[Work request]:
Copy every line from the one containing "Would you point out the pool" through the last line of the records below, both included, and nothing else.

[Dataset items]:
--- --- ---

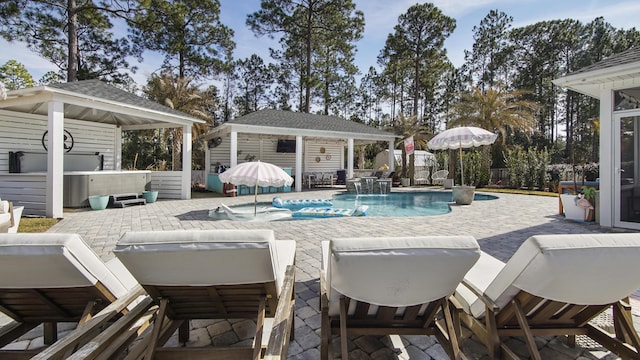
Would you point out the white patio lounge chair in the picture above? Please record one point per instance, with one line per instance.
(439, 177)
(384, 286)
(213, 274)
(555, 285)
(50, 278)
(261, 213)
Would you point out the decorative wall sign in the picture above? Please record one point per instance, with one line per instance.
(68, 140)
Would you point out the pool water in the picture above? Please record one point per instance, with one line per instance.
(424, 203)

--- --- ---

[Written answer]:
Would you point out the pool water in the picture above? Please record one point per instance, with one line per instance.
(424, 203)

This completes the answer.